--- DO THIS ---
Output exactly the lines from the line with "Target: railway track" through the end of the records below. Include nothing else.

--- Start PROVIDED RECORDS ---

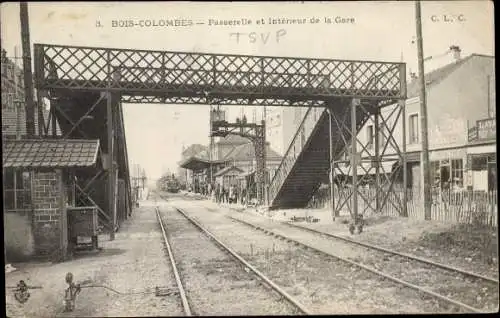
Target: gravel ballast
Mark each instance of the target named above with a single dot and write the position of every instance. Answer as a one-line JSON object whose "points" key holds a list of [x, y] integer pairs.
{"points": [[323, 284], [215, 283]]}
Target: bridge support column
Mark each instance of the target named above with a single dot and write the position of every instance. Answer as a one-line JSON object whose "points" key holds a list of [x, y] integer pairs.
{"points": [[260, 158], [111, 166], [332, 166]]}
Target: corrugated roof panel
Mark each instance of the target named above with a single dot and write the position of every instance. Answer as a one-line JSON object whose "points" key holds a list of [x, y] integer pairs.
{"points": [[49, 153]]}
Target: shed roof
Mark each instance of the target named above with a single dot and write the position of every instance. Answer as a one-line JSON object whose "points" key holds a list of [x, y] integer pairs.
{"points": [[50, 153], [226, 170], [247, 152]]}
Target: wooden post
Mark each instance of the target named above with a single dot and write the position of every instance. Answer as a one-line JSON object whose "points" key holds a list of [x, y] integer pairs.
{"points": [[402, 104], [111, 167], [28, 76], [376, 131], [332, 166], [423, 116], [354, 161], [63, 216]]}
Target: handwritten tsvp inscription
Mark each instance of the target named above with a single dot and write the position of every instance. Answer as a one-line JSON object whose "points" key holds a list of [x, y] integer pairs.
{"points": [[258, 37]]}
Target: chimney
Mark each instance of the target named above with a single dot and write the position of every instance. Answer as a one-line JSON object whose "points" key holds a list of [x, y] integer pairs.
{"points": [[456, 52]]}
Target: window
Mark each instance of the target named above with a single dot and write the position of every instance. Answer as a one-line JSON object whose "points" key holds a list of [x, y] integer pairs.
{"points": [[382, 136], [16, 193], [457, 172], [413, 129], [370, 137], [435, 172]]}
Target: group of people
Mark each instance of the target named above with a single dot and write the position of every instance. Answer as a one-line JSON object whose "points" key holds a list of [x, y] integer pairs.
{"points": [[226, 194]]}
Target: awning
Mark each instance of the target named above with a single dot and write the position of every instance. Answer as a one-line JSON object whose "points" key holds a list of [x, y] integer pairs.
{"points": [[385, 166], [50, 153], [225, 170], [195, 163]]}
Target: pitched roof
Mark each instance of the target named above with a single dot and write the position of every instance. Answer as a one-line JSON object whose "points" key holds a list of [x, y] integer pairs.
{"points": [[10, 121], [233, 139], [225, 170], [437, 75], [193, 150], [247, 152], [50, 153]]}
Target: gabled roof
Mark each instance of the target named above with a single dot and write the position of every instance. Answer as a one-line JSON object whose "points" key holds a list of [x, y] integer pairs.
{"points": [[50, 153], [11, 118], [439, 74], [226, 170], [193, 150], [233, 139], [198, 163], [246, 152]]}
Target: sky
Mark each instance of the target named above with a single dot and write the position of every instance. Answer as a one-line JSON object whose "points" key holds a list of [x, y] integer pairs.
{"points": [[381, 30]]}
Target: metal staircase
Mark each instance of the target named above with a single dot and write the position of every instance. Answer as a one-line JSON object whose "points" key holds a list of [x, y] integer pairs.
{"points": [[305, 164]]}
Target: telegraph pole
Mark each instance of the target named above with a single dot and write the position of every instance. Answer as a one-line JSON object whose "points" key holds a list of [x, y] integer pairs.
{"points": [[423, 115]]}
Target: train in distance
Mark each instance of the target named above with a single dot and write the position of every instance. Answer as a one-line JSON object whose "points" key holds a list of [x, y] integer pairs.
{"points": [[169, 184]]}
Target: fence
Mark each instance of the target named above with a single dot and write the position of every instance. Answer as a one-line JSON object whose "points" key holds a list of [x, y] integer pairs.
{"points": [[465, 207]]}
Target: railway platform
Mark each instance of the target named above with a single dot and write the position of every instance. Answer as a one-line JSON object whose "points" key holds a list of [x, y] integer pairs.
{"points": [[124, 275]]}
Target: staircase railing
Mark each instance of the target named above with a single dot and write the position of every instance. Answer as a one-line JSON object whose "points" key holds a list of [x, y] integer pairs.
{"points": [[311, 117]]}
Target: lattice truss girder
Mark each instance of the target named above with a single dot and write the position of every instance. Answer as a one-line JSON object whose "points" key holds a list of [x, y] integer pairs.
{"points": [[221, 129], [389, 152], [153, 75]]}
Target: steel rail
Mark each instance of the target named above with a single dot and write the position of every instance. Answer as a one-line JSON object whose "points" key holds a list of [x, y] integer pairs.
{"points": [[372, 270], [246, 264], [389, 251], [182, 292]]}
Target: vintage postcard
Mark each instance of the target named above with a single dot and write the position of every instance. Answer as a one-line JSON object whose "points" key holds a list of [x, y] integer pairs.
{"points": [[249, 158]]}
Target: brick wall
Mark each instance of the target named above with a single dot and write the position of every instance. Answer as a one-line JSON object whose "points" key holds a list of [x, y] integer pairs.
{"points": [[49, 213]]}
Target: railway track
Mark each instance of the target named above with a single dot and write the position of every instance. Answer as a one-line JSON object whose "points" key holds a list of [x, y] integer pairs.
{"points": [[397, 267], [202, 263]]}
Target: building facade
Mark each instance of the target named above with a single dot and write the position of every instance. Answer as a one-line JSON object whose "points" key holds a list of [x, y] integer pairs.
{"points": [[461, 126]]}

--- End PROVIDED RECORDS ---

--- EXPECTED OUTPUT ---
Target: railway track
Mark each instance of the target named above with a single dot and write the position of every instance. Answer as a one-line JSON object whose "points" key holds a list of [x, y] integer pairs.
{"points": [[397, 267], [202, 263]]}
Target: building facade
Mark each instance of the target named above with a single dot and write the position of every instance. Answer as a one-line JSON object whose "points" key holds a list of [x, y] integer pairs.
{"points": [[461, 126]]}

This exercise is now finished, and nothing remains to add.